■ EXERCISE PASSAGE:
※ ※ ※
Effectiveness of a two-step population-based osteoporosis screening program using FRAX: the randomized Risk-stratified Osteoporosis Strategy Evaluation (ROSE) study

Journal:
Osteoporosis International

Authors: K. H. Rubin, M. J. Rothmann, T. Holmberg, M. Høiberg, S. Möller, R. Barkmann, C. C. Glüer, A. P. Hermann, M. Bech, J. Gram, K. Brixen

Publisher: Springer London

Abstract

The Risk-stratified Osteoporosis Strategy Evaluation (ROSE) study investigated the effectiveness of a two-step screening program for osteoporosis in women. We found no overall reduction in fractures from systematic screening compared to the current case-finding strategy. The group of moderate- to high-risk women, who accepted the invitation to DXA, seemed to benefit from the program.
The purpose of the ROSE study was to investigate the effectiveness of a two-step population-based osteoporosis screening program using the Fracture Risk Assessment Tool (FRAX) derived from a self-administered questionnaire to select women for DXA scan. After the scanning, standard osteoporosis management according to Danish national guidelines was followed.
※ ※ ※
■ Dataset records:
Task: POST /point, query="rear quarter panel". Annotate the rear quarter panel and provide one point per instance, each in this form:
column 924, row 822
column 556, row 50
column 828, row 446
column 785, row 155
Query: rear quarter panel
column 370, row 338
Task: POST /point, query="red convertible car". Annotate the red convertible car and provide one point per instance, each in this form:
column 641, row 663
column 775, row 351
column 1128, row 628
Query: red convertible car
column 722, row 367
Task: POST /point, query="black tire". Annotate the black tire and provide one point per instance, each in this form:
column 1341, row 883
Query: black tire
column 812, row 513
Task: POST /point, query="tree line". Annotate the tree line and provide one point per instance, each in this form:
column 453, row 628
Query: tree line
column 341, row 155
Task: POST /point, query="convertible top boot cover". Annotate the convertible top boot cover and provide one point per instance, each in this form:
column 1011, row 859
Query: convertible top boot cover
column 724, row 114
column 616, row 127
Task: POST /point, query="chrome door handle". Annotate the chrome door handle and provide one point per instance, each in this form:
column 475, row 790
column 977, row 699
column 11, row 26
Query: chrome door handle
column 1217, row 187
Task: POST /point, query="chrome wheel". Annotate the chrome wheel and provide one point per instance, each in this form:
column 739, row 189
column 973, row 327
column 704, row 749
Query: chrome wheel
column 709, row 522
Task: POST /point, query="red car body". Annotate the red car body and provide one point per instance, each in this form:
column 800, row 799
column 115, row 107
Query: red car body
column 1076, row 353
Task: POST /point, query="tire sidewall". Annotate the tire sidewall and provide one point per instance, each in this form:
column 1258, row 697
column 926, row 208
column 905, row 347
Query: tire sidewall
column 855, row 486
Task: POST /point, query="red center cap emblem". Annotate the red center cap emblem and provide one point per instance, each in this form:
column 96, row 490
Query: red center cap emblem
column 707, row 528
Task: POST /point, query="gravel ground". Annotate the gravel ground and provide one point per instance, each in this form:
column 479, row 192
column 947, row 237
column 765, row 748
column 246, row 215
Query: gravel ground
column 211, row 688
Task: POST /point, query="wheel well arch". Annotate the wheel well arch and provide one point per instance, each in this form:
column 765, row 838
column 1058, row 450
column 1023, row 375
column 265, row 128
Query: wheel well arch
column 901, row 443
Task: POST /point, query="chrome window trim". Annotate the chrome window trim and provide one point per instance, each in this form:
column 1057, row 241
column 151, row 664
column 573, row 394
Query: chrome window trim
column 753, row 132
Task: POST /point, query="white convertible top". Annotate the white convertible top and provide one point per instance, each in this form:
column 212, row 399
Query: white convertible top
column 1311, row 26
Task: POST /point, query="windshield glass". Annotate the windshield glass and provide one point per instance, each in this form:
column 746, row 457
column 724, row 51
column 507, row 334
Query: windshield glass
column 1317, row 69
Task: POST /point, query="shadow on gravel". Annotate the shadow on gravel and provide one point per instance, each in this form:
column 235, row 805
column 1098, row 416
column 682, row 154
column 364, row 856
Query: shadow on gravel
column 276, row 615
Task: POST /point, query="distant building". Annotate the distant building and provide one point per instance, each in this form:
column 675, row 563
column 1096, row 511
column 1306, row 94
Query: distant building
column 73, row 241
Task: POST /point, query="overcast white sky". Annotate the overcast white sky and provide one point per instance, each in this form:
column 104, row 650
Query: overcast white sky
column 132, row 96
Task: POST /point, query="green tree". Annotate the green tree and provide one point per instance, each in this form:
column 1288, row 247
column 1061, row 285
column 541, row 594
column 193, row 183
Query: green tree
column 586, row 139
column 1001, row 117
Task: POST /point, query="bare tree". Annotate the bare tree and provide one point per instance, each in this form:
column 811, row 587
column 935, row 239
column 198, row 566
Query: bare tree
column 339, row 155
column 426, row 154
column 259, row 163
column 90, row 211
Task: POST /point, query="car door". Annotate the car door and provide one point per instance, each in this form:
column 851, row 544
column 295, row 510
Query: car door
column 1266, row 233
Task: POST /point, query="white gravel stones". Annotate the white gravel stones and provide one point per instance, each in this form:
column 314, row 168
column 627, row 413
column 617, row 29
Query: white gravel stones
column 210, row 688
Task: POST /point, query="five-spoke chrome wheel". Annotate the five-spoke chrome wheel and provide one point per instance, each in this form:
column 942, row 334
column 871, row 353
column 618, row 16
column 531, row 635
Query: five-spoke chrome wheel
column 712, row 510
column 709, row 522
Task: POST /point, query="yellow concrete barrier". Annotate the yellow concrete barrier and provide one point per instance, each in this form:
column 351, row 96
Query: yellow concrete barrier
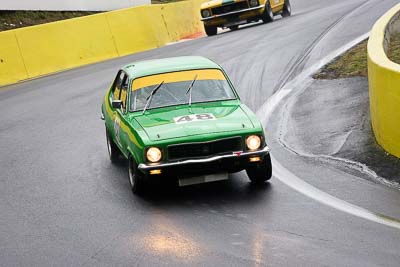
column 384, row 83
column 43, row 49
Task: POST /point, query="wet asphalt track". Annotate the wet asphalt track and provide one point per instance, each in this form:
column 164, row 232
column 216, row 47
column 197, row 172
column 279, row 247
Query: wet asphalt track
column 63, row 203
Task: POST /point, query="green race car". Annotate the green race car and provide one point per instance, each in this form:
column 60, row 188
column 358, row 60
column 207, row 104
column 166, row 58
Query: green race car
column 181, row 118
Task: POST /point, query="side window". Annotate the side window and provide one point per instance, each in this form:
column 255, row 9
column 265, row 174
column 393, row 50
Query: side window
column 124, row 90
column 117, row 85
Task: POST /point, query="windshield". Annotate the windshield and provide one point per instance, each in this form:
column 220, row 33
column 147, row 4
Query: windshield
column 210, row 85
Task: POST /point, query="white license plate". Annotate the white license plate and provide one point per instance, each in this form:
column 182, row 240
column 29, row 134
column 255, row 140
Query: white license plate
column 235, row 23
column 203, row 179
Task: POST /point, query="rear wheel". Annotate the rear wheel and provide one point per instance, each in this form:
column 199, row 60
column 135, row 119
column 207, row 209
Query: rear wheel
column 113, row 150
column 136, row 178
column 210, row 30
column 268, row 15
column 287, row 9
column 260, row 172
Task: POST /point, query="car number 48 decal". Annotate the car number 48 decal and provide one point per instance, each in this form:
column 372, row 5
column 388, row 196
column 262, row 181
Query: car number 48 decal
column 194, row 117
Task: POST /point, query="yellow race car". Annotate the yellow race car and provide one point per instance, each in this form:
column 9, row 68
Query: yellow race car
column 232, row 13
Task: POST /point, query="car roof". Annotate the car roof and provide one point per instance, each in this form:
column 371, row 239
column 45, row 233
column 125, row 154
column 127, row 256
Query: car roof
column 164, row 65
※ ※ ※
■ WHAT THE EXERCISE ASKS:
Reproduce word for word the part of the osteoporosis screening abstract starting at "Publisher: Springer London" and ending at "guidelines was followed.". The records are separate material and have no connection to the abstract.

■ ANSWER TO THE EXERCISE:
Publisher: Springer London

Abstract

The Risk-stratified Osteoporosis Strategy Evaluation (ROSE) study investigated the effectiveness of a two-step screening program for osteoporosis in women. We found no overall reduction in fractures from systematic screening compared to the current case-finding strategy. The group of moderate- to high-risk women, who accepted the invitation to DXA, seemed to benefit from the program.
The purpose of the ROSE study was to investigate the effectiveness of a two-step population-based osteoporosis screening program using the Fracture Risk Assessment Tool (FRAX) derived from a self-administered questionnaire to select women for DXA scan. After the scanning, standard osteoporosis management according to Danish national guidelines was followed.